WORK TASK:
Scan the entries for the word "balcony" and return every line that has it.
______________________________
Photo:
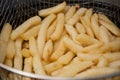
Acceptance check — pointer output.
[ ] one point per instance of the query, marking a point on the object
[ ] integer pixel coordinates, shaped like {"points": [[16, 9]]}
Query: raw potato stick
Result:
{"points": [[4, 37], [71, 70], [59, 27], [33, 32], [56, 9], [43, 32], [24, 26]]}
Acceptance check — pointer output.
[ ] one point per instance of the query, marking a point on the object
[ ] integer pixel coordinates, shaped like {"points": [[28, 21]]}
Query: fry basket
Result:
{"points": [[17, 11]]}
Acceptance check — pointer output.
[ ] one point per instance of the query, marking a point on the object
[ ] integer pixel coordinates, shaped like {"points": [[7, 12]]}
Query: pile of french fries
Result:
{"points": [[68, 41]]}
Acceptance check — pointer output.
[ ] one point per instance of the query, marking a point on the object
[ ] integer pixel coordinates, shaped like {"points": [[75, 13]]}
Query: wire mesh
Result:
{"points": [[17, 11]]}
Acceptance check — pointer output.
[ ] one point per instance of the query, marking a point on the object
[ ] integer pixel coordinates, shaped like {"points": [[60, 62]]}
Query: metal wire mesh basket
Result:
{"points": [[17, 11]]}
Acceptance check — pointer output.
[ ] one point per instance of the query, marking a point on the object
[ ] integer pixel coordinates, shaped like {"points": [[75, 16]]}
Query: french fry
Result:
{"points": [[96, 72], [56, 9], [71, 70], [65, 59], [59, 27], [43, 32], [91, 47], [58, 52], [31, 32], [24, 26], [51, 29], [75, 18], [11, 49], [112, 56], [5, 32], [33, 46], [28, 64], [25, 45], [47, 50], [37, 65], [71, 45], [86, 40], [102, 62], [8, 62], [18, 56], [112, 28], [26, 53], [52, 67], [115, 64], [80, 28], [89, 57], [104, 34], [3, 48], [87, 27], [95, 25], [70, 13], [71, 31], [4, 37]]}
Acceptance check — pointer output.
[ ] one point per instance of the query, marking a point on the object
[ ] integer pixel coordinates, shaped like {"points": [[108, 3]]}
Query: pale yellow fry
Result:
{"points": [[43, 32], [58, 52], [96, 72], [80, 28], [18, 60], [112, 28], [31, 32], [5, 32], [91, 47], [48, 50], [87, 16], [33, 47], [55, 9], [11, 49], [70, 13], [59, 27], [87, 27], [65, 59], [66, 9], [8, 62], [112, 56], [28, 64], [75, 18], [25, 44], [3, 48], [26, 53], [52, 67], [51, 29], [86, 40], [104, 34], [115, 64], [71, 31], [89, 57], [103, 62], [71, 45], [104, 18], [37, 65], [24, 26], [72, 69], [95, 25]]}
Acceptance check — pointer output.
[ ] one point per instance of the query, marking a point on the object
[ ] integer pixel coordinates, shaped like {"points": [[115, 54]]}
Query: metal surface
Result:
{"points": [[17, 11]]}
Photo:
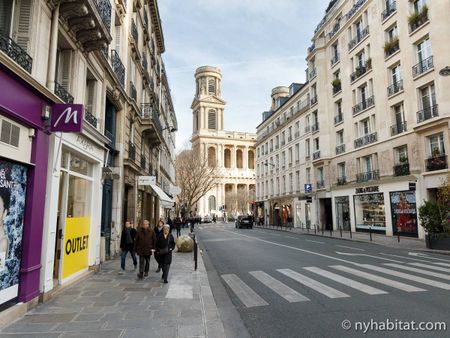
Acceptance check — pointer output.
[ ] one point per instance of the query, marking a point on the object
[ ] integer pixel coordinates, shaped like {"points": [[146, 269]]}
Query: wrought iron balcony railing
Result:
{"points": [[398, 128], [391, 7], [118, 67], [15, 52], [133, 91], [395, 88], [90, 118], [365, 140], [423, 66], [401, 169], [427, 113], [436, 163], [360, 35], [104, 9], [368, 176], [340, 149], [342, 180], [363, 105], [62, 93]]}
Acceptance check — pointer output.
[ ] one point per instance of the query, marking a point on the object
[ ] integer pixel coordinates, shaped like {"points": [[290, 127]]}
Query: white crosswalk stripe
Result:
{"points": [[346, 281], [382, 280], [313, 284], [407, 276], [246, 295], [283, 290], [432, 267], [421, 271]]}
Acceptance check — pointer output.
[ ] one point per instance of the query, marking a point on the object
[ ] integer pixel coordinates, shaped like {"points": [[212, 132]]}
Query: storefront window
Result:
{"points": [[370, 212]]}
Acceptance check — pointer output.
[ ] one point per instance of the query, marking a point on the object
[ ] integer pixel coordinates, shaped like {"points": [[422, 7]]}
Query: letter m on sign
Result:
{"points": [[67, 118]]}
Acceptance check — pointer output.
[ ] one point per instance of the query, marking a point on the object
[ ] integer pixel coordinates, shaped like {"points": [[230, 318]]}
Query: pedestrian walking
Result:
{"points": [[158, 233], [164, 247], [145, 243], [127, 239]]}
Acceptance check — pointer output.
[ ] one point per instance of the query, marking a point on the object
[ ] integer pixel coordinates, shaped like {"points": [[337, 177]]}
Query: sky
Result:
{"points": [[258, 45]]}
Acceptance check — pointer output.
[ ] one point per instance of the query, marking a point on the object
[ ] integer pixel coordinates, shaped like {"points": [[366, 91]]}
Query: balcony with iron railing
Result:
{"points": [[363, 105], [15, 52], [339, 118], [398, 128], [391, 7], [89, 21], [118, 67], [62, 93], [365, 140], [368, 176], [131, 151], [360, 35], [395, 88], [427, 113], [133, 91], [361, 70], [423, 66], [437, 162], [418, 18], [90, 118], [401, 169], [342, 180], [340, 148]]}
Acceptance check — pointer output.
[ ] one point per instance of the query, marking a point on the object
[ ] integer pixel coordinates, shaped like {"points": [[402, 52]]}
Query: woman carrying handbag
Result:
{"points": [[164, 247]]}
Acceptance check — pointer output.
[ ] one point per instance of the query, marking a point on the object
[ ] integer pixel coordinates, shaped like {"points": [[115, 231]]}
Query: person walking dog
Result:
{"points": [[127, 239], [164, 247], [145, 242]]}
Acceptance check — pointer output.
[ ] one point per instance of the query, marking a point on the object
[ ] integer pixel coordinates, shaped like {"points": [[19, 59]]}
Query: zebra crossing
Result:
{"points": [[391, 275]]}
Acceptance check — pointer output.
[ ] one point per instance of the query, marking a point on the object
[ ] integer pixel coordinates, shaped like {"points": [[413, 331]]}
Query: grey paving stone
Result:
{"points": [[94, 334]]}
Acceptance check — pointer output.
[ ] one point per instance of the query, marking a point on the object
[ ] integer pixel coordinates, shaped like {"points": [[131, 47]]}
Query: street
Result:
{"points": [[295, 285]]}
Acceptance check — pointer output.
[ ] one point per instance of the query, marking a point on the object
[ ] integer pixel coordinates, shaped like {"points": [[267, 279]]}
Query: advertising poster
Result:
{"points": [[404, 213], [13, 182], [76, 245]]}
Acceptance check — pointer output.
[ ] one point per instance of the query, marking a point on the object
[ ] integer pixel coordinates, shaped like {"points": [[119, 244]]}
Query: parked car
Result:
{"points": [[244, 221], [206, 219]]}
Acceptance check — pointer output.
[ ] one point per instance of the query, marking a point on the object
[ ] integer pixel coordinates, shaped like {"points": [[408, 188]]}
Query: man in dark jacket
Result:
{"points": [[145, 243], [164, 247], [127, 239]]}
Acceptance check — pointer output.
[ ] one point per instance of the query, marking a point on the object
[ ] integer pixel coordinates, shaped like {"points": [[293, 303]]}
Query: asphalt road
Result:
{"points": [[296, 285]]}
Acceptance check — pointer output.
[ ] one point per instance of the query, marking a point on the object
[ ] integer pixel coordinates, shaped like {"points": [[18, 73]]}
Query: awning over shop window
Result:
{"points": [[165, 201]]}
______________________________
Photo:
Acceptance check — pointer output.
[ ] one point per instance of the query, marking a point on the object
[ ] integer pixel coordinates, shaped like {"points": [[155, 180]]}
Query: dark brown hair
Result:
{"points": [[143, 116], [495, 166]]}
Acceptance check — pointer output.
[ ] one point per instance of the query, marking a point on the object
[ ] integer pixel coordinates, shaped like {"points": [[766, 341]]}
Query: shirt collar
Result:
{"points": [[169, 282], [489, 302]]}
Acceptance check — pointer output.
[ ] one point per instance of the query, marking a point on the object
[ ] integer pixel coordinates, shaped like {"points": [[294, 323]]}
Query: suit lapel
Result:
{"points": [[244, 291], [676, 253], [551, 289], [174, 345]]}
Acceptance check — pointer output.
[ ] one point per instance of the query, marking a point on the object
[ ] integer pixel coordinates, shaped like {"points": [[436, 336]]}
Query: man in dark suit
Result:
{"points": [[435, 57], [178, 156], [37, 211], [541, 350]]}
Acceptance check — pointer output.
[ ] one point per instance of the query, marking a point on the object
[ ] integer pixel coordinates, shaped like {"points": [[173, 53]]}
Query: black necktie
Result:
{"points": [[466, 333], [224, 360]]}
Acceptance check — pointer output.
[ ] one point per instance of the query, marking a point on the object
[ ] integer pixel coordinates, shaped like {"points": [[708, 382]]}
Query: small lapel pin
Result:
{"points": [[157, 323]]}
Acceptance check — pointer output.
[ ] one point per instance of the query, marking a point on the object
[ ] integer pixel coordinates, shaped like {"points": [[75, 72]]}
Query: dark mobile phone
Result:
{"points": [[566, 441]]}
______________________________
RESULT:
Query: wrought iron balcony railing
Query: balcony with iron railing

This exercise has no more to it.